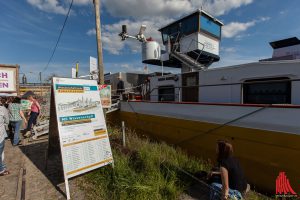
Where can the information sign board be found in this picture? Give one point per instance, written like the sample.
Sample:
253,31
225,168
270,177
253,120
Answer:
82,131
105,95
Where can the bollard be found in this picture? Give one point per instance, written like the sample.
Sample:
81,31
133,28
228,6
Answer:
123,133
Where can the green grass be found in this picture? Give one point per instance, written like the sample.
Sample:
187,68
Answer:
142,170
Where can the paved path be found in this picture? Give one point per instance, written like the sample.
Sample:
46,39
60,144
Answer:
29,178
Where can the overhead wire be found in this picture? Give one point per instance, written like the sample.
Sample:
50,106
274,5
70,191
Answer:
58,39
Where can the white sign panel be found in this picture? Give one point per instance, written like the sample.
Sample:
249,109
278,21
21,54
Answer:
8,79
93,64
82,130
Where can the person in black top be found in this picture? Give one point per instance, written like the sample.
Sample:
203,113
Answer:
233,180
120,86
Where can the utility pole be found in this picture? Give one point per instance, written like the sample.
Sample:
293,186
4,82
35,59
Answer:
99,43
40,75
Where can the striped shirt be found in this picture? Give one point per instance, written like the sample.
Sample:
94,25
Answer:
14,112
3,121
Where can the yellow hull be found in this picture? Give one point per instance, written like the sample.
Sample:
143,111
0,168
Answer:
263,154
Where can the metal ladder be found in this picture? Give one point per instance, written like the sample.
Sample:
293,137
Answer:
185,58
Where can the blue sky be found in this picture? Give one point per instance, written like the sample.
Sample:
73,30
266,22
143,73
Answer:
29,30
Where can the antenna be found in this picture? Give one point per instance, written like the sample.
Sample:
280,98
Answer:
140,36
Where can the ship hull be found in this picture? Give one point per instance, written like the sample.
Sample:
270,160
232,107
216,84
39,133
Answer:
263,145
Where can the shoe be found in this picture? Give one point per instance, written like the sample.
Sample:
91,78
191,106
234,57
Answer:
19,143
28,134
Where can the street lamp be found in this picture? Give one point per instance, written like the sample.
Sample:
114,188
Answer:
40,76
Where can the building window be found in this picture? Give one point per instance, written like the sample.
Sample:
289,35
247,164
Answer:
267,91
207,25
166,93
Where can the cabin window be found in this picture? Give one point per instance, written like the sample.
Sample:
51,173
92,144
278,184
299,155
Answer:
189,25
267,91
209,26
166,93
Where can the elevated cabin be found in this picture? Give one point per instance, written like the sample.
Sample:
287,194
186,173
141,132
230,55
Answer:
192,41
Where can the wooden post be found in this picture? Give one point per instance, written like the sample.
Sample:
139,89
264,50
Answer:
123,134
99,42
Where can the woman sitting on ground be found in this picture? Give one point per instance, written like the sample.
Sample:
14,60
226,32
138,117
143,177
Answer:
233,181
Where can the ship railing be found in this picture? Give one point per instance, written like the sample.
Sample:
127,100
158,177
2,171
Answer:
178,89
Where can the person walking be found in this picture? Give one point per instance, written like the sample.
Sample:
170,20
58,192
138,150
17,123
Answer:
34,113
15,118
4,119
120,87
232,176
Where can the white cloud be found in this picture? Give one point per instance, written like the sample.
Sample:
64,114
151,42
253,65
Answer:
168,8
91,32
233,29
51,6
56,6
228,49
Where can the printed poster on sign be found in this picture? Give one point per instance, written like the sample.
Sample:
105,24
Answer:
105,95
82,129
26,104
8,80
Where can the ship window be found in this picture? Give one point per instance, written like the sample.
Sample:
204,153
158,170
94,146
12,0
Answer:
189,25
166,93
267,91
209,26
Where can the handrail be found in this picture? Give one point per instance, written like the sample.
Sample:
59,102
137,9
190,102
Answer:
225,84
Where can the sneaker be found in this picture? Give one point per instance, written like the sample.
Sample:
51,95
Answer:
28,134
19,143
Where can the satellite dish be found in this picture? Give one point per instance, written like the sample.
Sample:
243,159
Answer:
142,30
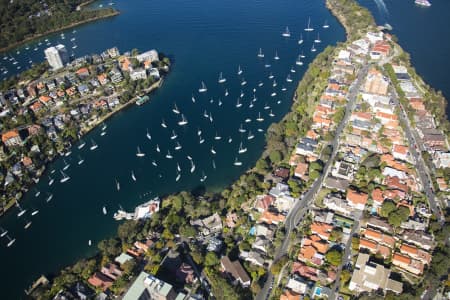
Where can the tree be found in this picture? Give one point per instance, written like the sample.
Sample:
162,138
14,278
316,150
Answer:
211,259
129,266
262,165
275,156
334,257
387,208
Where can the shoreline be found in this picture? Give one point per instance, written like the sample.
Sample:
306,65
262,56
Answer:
31,38
83,132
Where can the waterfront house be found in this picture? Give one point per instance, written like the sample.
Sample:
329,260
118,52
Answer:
337,204
407,263
11,138
138,73
322,230
185,274
263,202
147,286
235,271
100,280
376,83
82,73
102,79
36,106
369,276
253,257
151,55
306,147
336,183
111,270
269,217
356,199
374,247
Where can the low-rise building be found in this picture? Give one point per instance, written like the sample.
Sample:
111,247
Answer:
235,271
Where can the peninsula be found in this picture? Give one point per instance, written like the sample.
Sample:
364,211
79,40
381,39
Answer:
44,111
347,200
23,21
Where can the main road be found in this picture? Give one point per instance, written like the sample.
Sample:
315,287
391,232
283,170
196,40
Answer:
297,213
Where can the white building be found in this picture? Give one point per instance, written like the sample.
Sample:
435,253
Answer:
137,74
151,56
57,56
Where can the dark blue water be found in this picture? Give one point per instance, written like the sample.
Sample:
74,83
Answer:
423,32
203,38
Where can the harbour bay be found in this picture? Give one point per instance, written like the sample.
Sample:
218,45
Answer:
421,32
202,39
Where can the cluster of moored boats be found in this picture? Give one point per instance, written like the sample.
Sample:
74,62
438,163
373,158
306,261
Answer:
207,102
10,62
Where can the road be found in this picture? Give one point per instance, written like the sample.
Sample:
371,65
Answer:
297,213
422,169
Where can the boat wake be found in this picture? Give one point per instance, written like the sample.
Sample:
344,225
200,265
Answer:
382,8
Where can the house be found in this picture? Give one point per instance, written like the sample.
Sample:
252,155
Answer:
400,152
151,55
381,49
36,106
376,83
264,230
231,220
111,270
356,199
138,73
82,73
305,271
441,159
391,172
147,286
289,295
235,271
27,162
284,203
100,280
261,244
185,274
407,263
269,217
377,197
123,258
11,138
379,224
343,169
263,202
323,230
369,277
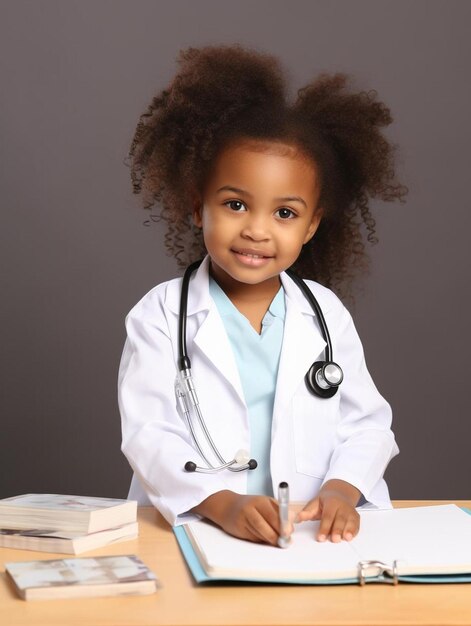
+ + + + +
WHAT YOU WILL DO:
Pick out every line in the entries above that contains the word "blue", and copy each one. Only matches with the same capitalization count.

CORRECT RESPONSE:
Where can the blue sky be found in this picture? Give one point per instance, written like the sample.
Where can the dark blue water be found in this picture? Give one point per instance, written like the sample.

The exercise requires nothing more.